_Prompt_
Recast every line of the entries below as a numbered list, leaving out any blank lines.

= = =

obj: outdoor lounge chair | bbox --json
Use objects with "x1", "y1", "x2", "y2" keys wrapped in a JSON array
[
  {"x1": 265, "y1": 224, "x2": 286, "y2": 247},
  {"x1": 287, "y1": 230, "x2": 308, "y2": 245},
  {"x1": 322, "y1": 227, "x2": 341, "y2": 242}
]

= = =

_Full solution_
1. obj: outdoor lounge chair | bbox --json
2. Use objects with "x1", "y1", "x2", "y2" keys wrapped in a JSON array
3. [
4.   {"x1": 265, "y1": 224, "x2": 286, "y2": 247},
5.   {"x1": 287, "y1": 230, "x2": 308, "y2": 245},
6.   {"x1": 322, "y1": 227, "x2": 341, "y2": 242}
7. ]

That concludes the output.